Saved entries
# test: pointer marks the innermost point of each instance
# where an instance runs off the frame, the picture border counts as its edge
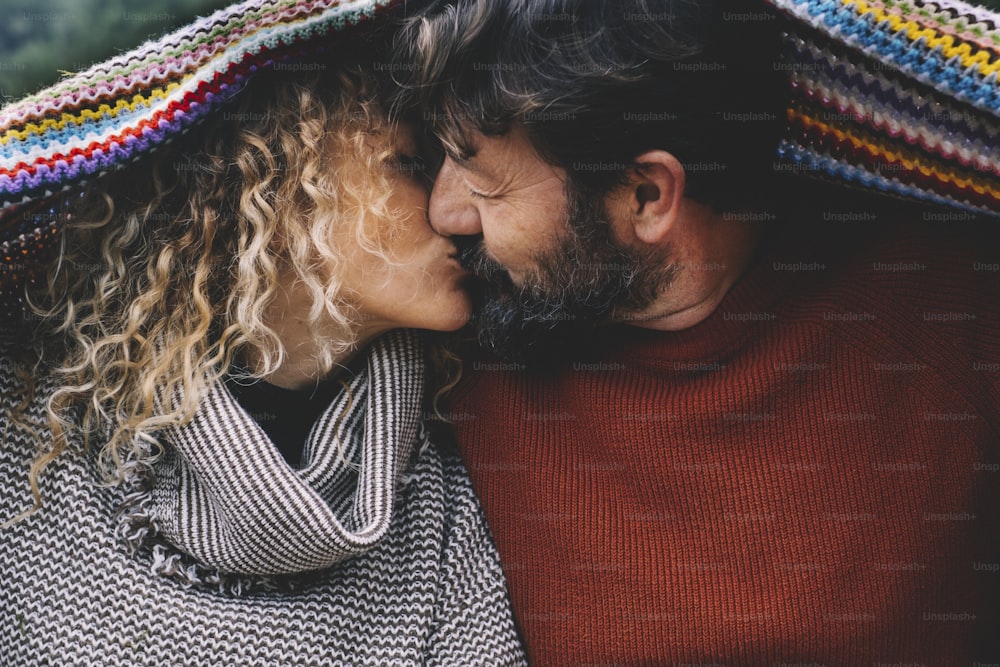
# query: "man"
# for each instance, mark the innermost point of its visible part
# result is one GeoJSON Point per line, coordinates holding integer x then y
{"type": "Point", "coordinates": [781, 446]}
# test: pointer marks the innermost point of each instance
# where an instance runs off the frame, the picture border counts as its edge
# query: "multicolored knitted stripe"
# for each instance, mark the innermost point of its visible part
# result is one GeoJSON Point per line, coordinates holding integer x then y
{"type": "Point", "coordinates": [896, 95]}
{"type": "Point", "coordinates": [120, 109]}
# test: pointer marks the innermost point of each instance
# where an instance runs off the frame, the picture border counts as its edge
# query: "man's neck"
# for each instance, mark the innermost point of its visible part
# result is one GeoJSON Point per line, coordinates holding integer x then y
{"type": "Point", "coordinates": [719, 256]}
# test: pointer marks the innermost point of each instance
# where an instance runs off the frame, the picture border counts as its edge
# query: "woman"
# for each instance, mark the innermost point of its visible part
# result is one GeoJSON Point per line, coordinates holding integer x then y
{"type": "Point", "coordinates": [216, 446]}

Required work:
Faithful copy, images left out: write out every line of data.

Task result:
# test: pointer marks the innermost point of each instance
# where an instance runs off the frame, the picture border counts as its edge
# query: "man"
# for each instance, mark the innermost point of its visible part
# result is one GeoJSON Point per line, coordinates holding integer x then y
{"type": "Point", "coordinates": [781, 446]}
# test: pointer marks the innermost point of each instance
# where an instance runs off the frame, the picture border counts as its edge
# query: "multicolored knitted stripe"
# for each instance, mark the innermost point of its visible part
# result is one GeoJSON Point per line, coordinates holding integer x then y
{"type": "Point", "coordinates": [896, 95]}
{"type": "Point", "coordinates": [120, 109]}
# test: pointer marks the innermost point of each instance
# where an instance runs off the frame, the picture border counts as its edge
# query: "man's neck"
# for each instance, mark the innermost point of its visible part
# result is one GeoJSON Point per line, coordinates holding integer x then y
{"type": "Point", "coordinates": [719, 256]}
# test: pointer marks the innermost point of each instance
# where an instance runs off the frame, the picture border counts as its edge
# query: "woman"
# for each instance, mark the innermost point of its visible part
# result is one GeoJSON Point per line, coordinates holding integer x then y
{"type": "Point", "coordinates": [216, 446]}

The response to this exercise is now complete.